── Trecho do documento ──

“O sol derretera o asfalto. Os pés enterravam-se nele, deixando aberta sua polpa luzidia.” Albert Camus
Alceu Valença está com passagem comprada para Belo Horizonte e não pretende ficar pouco tempo na capital. Pelo menos é o que indicam as apresentações marcadas, para o dia 3 de novembro com a Orquestra Ouro Preto no Palácio das Artes (gravação do DVD “Valencianas”) e em espetáculo solo como uma das atrações do “BH Music Station”, dia 17 de novembro, com repertório em homenagem a Luiz Gonzaga, na estação Vilarinho.
A respeito do primeiro evento, Alceu comenta sobre a parceria que levou os frevos e forrós cantados nos carnavais para o ambiente orquestral: “Fiquei muito emocionado com o tratamento que o maestro Rodrigo Toffolo e o arranjador Mateus Freire deram às minhas músicas. São jovens virtuosos com um carinho muito especial pela música de concerto, mas também pela música popular brasileira”, declara.

───
── Dados ──

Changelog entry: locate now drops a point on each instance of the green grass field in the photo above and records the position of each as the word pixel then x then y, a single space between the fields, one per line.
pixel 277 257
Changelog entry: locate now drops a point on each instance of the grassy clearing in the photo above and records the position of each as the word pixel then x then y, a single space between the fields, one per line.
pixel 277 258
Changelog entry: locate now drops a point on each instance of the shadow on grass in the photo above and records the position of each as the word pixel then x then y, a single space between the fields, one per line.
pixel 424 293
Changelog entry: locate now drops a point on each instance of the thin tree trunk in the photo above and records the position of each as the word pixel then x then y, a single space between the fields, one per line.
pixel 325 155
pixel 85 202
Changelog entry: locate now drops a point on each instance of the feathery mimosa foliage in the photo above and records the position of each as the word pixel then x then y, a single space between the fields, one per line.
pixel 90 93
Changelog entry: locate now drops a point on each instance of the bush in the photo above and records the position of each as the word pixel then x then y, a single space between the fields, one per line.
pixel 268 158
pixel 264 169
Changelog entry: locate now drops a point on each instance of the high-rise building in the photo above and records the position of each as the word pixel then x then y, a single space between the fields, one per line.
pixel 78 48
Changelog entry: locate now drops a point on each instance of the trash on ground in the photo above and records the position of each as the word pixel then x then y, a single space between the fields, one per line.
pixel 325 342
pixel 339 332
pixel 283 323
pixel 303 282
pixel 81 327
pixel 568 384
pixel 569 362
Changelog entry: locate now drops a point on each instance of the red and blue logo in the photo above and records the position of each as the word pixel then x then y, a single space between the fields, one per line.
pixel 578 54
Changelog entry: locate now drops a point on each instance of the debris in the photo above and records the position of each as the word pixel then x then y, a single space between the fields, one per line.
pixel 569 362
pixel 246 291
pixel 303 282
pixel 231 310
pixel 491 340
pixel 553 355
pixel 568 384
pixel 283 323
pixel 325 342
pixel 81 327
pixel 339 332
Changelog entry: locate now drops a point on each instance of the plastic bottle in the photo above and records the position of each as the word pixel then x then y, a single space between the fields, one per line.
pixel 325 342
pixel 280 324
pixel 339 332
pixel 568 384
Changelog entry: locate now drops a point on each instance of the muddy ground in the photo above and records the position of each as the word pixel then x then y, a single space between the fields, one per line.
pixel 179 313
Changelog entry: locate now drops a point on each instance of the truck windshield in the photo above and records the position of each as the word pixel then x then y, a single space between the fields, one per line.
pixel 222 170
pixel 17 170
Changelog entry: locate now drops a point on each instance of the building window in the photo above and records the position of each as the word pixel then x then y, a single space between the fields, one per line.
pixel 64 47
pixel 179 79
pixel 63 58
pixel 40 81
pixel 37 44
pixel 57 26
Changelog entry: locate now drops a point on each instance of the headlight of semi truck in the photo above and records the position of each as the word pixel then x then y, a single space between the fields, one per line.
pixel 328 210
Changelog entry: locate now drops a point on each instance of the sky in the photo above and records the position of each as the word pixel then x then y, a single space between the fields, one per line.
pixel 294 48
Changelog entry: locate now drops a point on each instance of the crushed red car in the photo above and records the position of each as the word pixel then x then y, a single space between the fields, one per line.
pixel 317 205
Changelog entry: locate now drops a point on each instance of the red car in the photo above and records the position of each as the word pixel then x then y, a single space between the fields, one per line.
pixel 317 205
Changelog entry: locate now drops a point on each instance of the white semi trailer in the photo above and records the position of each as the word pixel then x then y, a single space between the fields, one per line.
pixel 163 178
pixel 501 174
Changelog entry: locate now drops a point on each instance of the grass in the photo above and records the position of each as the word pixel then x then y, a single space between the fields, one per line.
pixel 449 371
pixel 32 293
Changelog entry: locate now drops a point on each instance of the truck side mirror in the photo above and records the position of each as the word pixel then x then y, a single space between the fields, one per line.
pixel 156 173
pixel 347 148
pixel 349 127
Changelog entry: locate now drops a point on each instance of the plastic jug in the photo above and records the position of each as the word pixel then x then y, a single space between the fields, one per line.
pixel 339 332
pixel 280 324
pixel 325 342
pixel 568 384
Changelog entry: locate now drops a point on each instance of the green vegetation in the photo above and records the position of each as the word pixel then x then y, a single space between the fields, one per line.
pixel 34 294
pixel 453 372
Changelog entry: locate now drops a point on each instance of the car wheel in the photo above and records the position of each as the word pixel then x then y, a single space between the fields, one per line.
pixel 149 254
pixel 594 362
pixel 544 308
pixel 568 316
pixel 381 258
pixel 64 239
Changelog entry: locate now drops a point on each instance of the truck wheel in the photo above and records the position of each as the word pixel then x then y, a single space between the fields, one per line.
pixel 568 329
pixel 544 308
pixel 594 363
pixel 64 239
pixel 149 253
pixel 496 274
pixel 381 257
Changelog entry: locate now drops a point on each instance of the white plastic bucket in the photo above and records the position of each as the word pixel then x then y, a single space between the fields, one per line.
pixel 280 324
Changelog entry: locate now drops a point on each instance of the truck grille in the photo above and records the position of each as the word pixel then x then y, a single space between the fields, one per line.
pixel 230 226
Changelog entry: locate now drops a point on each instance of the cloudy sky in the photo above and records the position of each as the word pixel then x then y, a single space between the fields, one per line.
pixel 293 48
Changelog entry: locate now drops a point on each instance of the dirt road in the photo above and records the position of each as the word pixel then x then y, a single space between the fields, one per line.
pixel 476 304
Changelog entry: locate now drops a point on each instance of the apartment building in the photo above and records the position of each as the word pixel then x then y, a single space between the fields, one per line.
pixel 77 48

───

Tarefas »
1: Diga se cada afirmação concorda com o trecho sobre Alceu Valença. Responda sim ou não e cite as palavras do trecho que decidem. (a) A apresentação com a Orquestra Ouro Preto está marcada para 3 de novembro, no Palácio das Artes. (b) O espetáculo solo no "BH Music Station" tem repertório em homenagem a Luiz Gonzaga. (c) O show na estação Vilarinho acontece no dia 3 de novembro.
2: Reproduza sem alterações as linhas da listagem, começando no início dela e terminando na linha que contém "pixel 90 93", inclusive.
O trecho e a listagem têm origens distintas.

Respostas »
1:
(a) Sim: "para o dia 3 de novembro com a Orquestra Ouro Preto no Palácio das Artes"
(b) Sim: "com repertório em homenagem a Luiz Gonzaga"
(c) Não: "dia 17 de novembro, com repertório em homenagem a Luiz Gonzaga, na estação Vilarinho"

2:
Changelog entry: locate now drops a point on each instance of the green grass field in the photo above and records the position of each as the word pixel then x then y, a single space between the fields, one per line.
pixel 277 257
Changelog entry: locate now drops a point on each instance of the grassy clearing in the photo above and records the position of each as the word pixel then x then y, a single space between the fields, one per line.
pixel 277 258
Changelog entry: locate now drops a point on each instance of the shadow on grass in the photo above and records the position of each as the word pixel then x then y, a single space between the fields, one per line.
pixel 424 293
Changelog entry: locate now drops a point on each instance of the thin tree trunk in the photo above and records the position of each as the word pixel then x then y, a single space between the fields, one per line.
pixel 325 155
pixel 85 202
Changelog entry: locate now drops a point on each instance of the feathery mimosa foliage in the photo above and records the position of each as the word pixel then x then y, a single space between the fields, one per line.
pixel 90 93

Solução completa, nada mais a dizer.